Every single record below is to be reproduced exactly.

Saved entries =
---+---
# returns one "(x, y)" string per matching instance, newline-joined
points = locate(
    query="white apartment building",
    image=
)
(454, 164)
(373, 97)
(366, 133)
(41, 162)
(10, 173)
---+---
Solution for this problem =
# returns one "(x, y)" string per matching instance, newline-joined
points = locate(
    query="white apartment building",
    image=
)
(454, 164)
(373, 97)
(366, 133)
(41, 162)
(10, 173)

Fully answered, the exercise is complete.